Dataset excerpt:

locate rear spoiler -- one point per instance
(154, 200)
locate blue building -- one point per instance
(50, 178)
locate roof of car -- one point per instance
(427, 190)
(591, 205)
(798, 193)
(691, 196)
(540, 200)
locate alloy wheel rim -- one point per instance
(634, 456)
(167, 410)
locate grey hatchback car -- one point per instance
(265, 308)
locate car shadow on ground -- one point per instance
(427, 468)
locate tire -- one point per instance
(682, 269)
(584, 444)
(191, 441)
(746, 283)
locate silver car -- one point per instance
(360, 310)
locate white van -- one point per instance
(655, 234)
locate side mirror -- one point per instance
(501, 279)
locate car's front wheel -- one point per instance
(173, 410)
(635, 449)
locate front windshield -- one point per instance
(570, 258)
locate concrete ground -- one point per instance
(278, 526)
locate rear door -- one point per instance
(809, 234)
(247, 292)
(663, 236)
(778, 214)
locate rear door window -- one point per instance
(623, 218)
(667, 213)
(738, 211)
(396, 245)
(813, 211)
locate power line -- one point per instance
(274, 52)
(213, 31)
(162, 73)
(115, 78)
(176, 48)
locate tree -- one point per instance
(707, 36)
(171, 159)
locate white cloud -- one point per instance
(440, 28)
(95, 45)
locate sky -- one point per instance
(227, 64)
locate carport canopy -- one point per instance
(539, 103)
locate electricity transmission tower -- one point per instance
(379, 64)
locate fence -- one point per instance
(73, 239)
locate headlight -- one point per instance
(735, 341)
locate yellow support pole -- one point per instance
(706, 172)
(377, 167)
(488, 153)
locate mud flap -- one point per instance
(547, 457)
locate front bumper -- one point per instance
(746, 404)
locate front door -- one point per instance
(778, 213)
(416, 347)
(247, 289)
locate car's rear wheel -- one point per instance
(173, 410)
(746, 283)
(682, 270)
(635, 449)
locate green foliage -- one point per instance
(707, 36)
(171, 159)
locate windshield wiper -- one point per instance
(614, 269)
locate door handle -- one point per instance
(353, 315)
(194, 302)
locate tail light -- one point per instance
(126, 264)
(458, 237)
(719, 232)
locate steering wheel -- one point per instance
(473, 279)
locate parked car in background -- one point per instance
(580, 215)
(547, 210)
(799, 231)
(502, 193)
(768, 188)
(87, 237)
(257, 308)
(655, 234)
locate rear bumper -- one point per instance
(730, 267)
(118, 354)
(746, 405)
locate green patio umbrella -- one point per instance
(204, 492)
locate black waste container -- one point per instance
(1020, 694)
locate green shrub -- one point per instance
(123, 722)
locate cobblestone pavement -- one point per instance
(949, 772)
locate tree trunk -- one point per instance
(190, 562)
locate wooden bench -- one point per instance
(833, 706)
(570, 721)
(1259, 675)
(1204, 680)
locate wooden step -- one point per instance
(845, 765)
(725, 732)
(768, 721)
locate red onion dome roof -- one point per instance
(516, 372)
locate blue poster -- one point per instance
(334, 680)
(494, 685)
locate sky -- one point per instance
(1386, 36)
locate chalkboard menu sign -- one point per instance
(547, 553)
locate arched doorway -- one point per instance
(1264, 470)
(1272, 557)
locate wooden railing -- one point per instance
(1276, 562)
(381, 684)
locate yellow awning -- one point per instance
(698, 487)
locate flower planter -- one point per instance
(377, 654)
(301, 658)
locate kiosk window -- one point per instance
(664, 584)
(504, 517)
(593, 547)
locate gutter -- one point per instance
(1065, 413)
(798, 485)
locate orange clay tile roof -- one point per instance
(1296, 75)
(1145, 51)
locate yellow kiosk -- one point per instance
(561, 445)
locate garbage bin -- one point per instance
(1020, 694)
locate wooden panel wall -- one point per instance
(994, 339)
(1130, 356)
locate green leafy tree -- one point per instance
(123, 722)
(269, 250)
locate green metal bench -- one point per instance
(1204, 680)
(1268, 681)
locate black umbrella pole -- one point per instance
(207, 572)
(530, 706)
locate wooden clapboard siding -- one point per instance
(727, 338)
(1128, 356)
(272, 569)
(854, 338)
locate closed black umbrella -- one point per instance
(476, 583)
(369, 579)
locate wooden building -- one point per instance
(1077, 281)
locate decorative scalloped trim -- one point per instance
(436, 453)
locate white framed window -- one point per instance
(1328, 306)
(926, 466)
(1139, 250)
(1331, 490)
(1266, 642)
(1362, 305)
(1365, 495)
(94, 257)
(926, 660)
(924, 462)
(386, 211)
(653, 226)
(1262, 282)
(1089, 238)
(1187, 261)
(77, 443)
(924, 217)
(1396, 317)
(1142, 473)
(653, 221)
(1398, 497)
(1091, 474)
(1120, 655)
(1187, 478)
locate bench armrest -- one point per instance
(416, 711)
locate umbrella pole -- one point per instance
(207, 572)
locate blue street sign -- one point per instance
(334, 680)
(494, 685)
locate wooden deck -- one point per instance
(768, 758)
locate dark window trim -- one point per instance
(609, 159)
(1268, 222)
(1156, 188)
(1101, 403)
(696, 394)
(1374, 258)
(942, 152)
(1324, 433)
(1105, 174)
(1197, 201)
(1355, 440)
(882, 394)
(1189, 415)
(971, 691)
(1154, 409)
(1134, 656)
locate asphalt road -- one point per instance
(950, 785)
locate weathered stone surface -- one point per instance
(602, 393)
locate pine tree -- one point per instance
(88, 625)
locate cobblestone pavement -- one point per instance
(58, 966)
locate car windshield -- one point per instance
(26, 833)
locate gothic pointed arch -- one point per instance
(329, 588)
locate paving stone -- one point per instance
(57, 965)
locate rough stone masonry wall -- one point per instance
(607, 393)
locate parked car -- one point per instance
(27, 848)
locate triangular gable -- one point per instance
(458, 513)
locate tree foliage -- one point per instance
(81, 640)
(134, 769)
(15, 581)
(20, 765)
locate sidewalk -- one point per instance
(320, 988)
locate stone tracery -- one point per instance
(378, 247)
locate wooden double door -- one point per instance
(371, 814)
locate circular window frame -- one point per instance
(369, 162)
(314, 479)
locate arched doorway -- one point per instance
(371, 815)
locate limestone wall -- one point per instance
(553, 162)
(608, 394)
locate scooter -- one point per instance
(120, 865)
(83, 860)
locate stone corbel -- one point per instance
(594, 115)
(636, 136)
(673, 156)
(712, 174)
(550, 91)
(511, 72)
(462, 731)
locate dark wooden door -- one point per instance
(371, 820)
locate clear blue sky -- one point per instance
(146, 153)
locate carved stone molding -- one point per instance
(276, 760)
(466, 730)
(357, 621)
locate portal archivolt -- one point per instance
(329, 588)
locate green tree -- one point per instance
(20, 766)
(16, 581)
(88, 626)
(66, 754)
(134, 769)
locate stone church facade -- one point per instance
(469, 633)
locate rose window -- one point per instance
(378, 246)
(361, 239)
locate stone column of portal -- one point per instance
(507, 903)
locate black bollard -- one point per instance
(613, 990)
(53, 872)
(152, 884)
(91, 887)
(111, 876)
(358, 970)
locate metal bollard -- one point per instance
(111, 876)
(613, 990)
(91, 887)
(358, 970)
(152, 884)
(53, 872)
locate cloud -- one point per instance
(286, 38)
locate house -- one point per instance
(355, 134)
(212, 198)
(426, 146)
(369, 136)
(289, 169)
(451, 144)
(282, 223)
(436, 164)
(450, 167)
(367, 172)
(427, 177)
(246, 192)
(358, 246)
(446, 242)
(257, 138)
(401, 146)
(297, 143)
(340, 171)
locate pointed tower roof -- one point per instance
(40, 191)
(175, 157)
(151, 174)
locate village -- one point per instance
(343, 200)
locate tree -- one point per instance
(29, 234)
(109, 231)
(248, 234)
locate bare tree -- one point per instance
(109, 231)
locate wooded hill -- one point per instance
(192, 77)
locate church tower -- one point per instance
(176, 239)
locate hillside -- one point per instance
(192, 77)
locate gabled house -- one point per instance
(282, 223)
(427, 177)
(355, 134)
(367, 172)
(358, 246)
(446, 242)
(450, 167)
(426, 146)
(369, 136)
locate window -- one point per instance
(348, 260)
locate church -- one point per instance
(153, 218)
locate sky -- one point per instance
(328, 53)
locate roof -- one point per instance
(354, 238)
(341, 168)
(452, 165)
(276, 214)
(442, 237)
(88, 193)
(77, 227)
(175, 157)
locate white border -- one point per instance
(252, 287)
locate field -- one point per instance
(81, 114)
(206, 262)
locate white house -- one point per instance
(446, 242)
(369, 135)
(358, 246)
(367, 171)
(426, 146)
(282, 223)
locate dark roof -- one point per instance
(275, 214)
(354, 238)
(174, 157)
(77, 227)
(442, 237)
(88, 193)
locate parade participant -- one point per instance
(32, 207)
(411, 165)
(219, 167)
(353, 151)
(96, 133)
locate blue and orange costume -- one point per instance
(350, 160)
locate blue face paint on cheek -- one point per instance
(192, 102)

## Your objective:
Every line from the one containing "locate window -- one point per instance" through the last line must be copied exactly; leave out the rest.

## Completed exercise:
locate window -- one point per instance
(348, 260)
locate church -- one point per instance
(153, 218)
locate sky -- one point per instance
(328, 53)
locate roof -- one point per instance
(354, 238)
(341, 168)
(452, 165)
(276, 214)
(442, 237)
(88, 193)
(77, 227)
(175, 157)
locate white border -- one point per instance
(252, 287)
locate field -- one point per instance
(81, 114)
(206, 262)
locate white house -- one point per instance
(446, 242)
(369, 135)
(358, 246)
(367, 171)
(426, 146)
(282, 223)
locate dark roof -- one point per instance
(275, 214)
(354, 238)
(174, 157)
(77, 227)
(442, 237)
(88, 193)
locate parade participant -- one point per instance
(32, 207)
(411, 165)
(219, 167)
(353, 151)
(96, 133)
locate blue and orange costume -- one point per instance
(350, 160)
locate blue face paint on cheek -- one point per instance
(192, 102)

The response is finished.